Entries taken from a collection
-----

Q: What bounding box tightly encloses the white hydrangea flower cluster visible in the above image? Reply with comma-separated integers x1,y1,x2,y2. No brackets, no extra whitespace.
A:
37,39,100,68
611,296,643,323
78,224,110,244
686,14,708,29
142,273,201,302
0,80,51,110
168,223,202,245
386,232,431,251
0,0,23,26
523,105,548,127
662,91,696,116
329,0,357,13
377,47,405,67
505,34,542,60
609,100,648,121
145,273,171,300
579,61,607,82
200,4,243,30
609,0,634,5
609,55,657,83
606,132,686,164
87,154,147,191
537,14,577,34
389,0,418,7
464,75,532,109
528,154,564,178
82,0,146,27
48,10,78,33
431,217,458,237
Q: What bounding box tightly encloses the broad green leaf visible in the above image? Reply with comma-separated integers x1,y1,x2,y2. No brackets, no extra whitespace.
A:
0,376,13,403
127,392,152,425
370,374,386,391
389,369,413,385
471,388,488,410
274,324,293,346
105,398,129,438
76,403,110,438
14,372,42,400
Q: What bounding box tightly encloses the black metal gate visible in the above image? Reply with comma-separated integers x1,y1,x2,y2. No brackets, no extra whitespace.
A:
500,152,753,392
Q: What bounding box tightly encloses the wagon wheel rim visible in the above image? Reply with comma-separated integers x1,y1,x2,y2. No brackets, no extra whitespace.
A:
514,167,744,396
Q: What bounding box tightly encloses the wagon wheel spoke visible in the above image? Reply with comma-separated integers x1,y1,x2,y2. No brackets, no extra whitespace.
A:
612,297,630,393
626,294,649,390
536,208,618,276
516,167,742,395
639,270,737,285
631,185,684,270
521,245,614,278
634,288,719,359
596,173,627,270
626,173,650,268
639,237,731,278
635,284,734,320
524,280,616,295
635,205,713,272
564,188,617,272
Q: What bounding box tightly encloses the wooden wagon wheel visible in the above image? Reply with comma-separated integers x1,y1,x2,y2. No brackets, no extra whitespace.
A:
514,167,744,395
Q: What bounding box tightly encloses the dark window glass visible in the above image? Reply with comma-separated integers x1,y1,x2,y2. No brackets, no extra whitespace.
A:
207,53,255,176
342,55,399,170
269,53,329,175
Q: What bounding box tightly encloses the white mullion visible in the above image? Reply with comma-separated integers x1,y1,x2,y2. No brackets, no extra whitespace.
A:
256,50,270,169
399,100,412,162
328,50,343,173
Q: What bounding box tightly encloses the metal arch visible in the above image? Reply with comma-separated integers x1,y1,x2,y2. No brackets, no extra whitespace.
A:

-----

* [ASSIGNMENT] Copy out each line above, character for character.

* [EXERCISE SOLUTION]
Q: What bounding box tightly encloses the white hydrangea flower cluster visible in the above image? Reply with comma-separated integers x1,y1,x2,y2. No brackets, no extra whitespace.
A:
37,39,100,68
611,296,643,323
78,224,110,244
686,14,708,29
142,273,201,302
0,80,51,110
168,223,202,245
386,232,431,251
0,0,23,26
523,105,548,127
662,91,696,116
329,0,357,13
377,47,405,67
505,34,542,60
609,100,648,121
145,273,171,300
579,61,607,82
200,4,243,30
609,0,634,5
609,55,657,83
606,132,686,164
87,154,147,191
537,14,577,34
389,0,418,7
464,75,532,109
528,154,564,178
82,0,146,27
48,10,78,33
431,217,458,237
Q: What bounding box tightly encloses the broad green leaf visible in the above image? Reply with comma-separated integers x1,y1,x2,y2. No brackets, no extra whitespace.
A:
0,376,13,403
127,392,152,425
370,374,386,391
389,369,413,385
471,388,488,410
274,324,293,346
105,398,129,438
76,403,110,438
14,372,42,400
Q: What bounding box tightly encloses the black metal gate visible in the above image? Reply with comma-separated integers x1,y1,x2,y2. No brackets, no extra whitespace.
A:
500,152,753,392
Q: What bounding box tightly encloses the wagon wheel rim visible in the above image? Reply with comma-separated integers x1,y1,x2,y2. No brackets, no extra whitespace.
A:
514,167,744,396
Q: What bounding box tightly encloses the wagon wheel spoke visible in the above image? Reply with comma-separated integers x1,y1,x2,y2. No brackets, no extra whitespace.
A:
612,297,630,393
626,294,649,390
536,208,618,276
516,167,742,395
639,270,737,285
631,185,684,270
521,245,614,278
634,288,719,359
596,173,627,270
626,173,650,268
639,237,731,278
635,284,734,320
524,280,616,295
635,205,713,272
564,188,617,272
Q: What bounding box tightly encloses the wooden wagon wheel visible in the above image? Reply with comma-separated integers x1,y1,x2,y2. No brackets, no extra whitespace.
A:
514,167,744,395
Q: What bounding box tightly encloses the dark window glass visible in the above image? Reply with comma-separated integers x1,y1,x2,y2. No brackets, no extra whitespace.
A:
207,53,255,176
342,55,399,170
269,53,329,175
Q: What bounding box tightly encloses the white mullion visible in the above image? Reply with comma-separated integers x1,y1,x2,y2. No brackets, no extra whitespace.
A:
256,50,270,169
399,100,412,162
328,50,343,173
Q: What bounding box tightly encloses the metal arch visible in the above image? Reply with comma-separated integers x1,y1,x2,y2. No brackets, no extra whitespace.
A:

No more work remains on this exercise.